**EXERCISE TEXT:**
[Start of section]
Call begins in the PGY2 year as noted below. Residents are oriented to call with a buddy-call system where they are paired with a PGY3 for their first six weeks of call.
PGY1: No primary call responsibilities – residents focus on clinical duties during their ophthalmology rotations. They may take call paired with a PGY2 resident a couple times during the second half of the year to prepare them for their future responsibilities.
PGY2: Call is split evenly between the residents every sixth night. Saturday and Sunday are treated as 24-hour shifts and kept on the “every sixth day” rotation schedule. Call covers the county hospital (Ben Taub General Hospital), the Michael E. DeBakey Veterans Affairs Medical Center (MED VAMC), the private oculoplastics service, and the private neuro-ophthalmology service. The PGY2 residents also cover the Methodist Hospital Emergency Center for half of their call days, as the Methodist call is split evenly with The University of Texas Medical Branch (Galveston) ophthalmology residents.
[End of section]
**RECORD EXTRACTS:**
[Start of section]
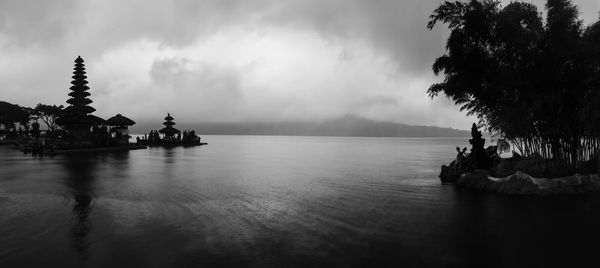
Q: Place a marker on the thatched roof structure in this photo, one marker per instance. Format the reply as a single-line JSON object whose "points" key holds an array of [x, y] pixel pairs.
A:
{"points": [[119, 120], [169, 130]]}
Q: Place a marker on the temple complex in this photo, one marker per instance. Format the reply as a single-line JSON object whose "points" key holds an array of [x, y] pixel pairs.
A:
{"points": [[81, 130], [171, 136]]}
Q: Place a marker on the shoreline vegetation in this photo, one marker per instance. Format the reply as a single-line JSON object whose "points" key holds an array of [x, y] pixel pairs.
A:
{"points": [[485, 170], [532, 81], [75, 129]]}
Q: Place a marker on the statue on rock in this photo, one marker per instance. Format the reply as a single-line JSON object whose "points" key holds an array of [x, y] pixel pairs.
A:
{"points": [[479, 156]]}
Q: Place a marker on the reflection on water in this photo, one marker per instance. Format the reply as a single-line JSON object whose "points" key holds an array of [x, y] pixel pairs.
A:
{"points": [[80, 171], [277, 201]]}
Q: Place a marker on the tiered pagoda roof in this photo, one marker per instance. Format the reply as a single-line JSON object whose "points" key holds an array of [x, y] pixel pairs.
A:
{"points": [[78, 113], [169, 130]]}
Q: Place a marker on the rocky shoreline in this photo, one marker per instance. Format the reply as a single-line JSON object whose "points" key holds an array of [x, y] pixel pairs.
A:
{"points": [[523, 184]]}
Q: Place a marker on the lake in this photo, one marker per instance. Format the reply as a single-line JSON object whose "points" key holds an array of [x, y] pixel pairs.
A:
{"points": [[276, 201]]}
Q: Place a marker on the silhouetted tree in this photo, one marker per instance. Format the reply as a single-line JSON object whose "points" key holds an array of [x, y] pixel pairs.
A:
{"points": [[10, 114], [535, 83]]}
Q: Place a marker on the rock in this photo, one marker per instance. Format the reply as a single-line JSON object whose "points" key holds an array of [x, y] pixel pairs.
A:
{"points": [[524, 184]]}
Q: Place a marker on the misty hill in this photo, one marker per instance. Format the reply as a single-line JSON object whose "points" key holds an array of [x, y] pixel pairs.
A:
{"points": [[343, 126]]}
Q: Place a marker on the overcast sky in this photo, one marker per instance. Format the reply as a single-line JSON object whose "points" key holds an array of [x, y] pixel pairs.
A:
{"points": [[232, 60]]}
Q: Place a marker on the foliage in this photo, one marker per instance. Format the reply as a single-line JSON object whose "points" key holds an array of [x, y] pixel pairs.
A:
{"points": [[534, 81], [11, 114]]}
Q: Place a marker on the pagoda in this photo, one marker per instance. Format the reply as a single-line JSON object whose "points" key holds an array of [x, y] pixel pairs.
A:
{"points": [[169, 131], [171, 136], [77, 119]]}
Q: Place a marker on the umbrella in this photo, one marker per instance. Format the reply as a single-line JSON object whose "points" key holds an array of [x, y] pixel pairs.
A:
{"points": [[119, 120]]}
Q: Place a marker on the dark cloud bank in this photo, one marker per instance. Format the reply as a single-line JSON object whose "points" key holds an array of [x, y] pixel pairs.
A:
{"points": [[232, 60]]}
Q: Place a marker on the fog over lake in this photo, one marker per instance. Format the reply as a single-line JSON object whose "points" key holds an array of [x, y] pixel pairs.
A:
{"points": [[276, 201]]}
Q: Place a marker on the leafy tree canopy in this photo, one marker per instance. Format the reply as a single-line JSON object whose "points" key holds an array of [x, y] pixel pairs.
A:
{"points": [[521, 75]]}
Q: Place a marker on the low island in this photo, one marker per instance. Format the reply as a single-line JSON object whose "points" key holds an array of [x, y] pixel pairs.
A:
{"points": [[76, 129]]}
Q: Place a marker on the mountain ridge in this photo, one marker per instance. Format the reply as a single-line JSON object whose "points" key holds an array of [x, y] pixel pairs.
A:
{"points": [[348, 125]]}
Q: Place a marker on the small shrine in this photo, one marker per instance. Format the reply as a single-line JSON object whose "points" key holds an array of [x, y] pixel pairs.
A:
{"points": [[170, 136]]}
[End of section]
Continue the residency call schedule text from its last sentence.

PGY3: Call is split evenly between the residents every sixth night. Saturday and Sunday are treated as 24-hour shifts and kept on the “every sixth day” rotation schedule. Call covers Texas Children’s Hospital and the private glaucoma, cornea, and retina services. The PGY3 residents also cover the St. Luke’s Episcopal Hospital Emergency Center for half of their call days, as call is split with community ophthalmologists.
PGY4: Senior residents are back-up and surgical call for BTGH and the MED VAMC. Senior residents may also see patients who require follow-up on the weekend. The call schedule is split evenly between the residents and is broken up into one-week blocks. PGY4 Residents typically schedule their call while they rotate at BTGH, however they maintain autonomy in creating the schedule. Call in the PGY4 year totals approximately eight-nine weeks.